Work instructions: Pick up the commentary on the Liberal party's systemic ailments after its last sentence and keep writing it.

Document:
* * *
What's wrong with the Liberals? Two columns today are attempting to back-date the Liberals'  current problems -- stuck in the polls, apparently going nowhere. Lawrence Martin suggests that the electoral/regional forces unleashed in 1993 actually caused lasting damage to the Liberals, while Warren Kinsella suggests that the party just hasn't got its act together since it lost power five years ago. Those two views aren't mutually exclusive, but I thought I'd throw in my two cents too, since I've been covering the party since the late 1980s. Here, in no particular order, are what I believe are some deep, systemic ailments within the Liberal party, circa 2010. 

  • I've written before about the decline of the "one big thing" in Canadian political/journalistic culture over the past decade. Whether it's in politics or in the media, big, broad institutions are out of fashion. (The military may be an interesting exception.) The Liberals are persisting -- naively, anachronistically, optimistically, some would argue -- in trying to cast themselves as one big thing. They call it the "big red tent," as you may recall. Martin's column usefully reminds us that Chretien's election victories papered over the fissures in this concept, but didn't really fix them. 
  • Air wars vs. ground wars: If there is one, uniting idea for the Liberals, it's that everyone is a communications strategist.  I'm not really joking. Get two or more Liberals in a room and they start discussing what's wrong with the Liberal communications strategy. Everyone's a "senior anonymous Liberal" -- especially and even people who haven't held a party membership card for years or donated to the party.  Ignatieff's bus tour this summer was an attempt to persuade Liberals that they had to stop concentrating on the airwaves and get better at their ground game -- raising money, pulling out the vote. The fact that the senior, anonymous Liberals are still on the loose suggests that Ignatieff had limited success.
* * *
Supplied material:
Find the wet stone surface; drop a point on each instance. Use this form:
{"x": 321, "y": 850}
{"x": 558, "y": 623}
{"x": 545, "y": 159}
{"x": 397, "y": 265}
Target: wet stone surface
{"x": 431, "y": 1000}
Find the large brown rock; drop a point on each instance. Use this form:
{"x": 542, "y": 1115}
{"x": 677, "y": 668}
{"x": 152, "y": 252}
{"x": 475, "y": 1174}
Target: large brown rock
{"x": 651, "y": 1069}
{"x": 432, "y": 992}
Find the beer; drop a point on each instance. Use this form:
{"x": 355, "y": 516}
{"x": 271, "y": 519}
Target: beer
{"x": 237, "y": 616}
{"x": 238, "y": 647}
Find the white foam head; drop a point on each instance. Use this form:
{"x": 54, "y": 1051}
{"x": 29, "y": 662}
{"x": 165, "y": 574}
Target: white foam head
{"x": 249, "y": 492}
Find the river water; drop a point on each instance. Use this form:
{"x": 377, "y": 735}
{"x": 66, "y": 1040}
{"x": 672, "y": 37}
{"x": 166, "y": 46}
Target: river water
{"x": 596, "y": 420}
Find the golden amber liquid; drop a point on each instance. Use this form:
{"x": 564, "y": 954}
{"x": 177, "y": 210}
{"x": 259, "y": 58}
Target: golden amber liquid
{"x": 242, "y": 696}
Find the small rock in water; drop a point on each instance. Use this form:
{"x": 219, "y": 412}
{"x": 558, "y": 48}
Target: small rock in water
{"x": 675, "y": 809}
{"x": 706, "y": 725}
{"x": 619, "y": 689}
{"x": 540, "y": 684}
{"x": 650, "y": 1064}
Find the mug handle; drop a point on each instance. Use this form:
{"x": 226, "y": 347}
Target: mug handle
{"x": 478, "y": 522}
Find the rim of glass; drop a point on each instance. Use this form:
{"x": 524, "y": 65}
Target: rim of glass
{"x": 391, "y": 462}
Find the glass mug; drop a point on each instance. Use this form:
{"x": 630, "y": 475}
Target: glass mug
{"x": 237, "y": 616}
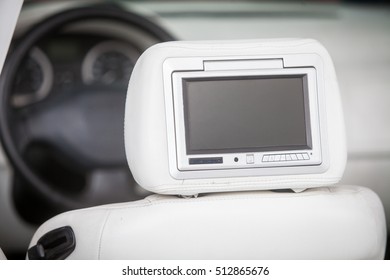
* * *
Answer to this task:
  • Leadership: This is related to the previous two points. Just as Liberals still believe in the one-big-thing idea, they also believe that leaders solve everything. And funnily enough, it's never the leader they currently have. It's the guy they didn't choose the last time.  "Buyer regret" should be the official motto of the Liberal party.  Though I've written a book about this tendency of the Liberals, I'm quite bored with it now. When I got to Ottawa in 1988, the Liberals wanted to trade in John Turner for Chretien. Then when they got him, Paul Martin seemed like the better choice. And so on. Only the names have changed; the tactics haven't. zzzzzzz. 
  • Pragmatism: For decades now, Liberals have seen pragmatism as the operating principle of the moderate middle. Harper, however, is turning out to be a better pragmatist; or at least more skilful in  avoiding consequences for changing his mind or putting water in his wine. If the next election is about who's better at shifting views to meet circumstances (that would be lame, wouldn't it?) then why wouldn't Canadians choose the one who's already doing it?  
  • Canadians as spectators: I think a large reason that any party is failing to excite Canadians is because no one's asking them to do anything. All politics seem to revolve around the idea of voters as passive consumers: just sit there, don't do anything, please don't change your mind, and we'll sell you stuff. (I'm working on this whole thing as a larger project, btw.) The old Liberal struggles of the past asked Canadians to make an effort, whether it was bilingualism or the deficit fight of the 1990s.  Nobody is asking Canadians to do anything whatsoever right now, and they're obliging with the requested apathy.  That problem isn't limited to Liberals, incidentally. 

 

That's probably more than two cents. But that's my contribution to the discussion.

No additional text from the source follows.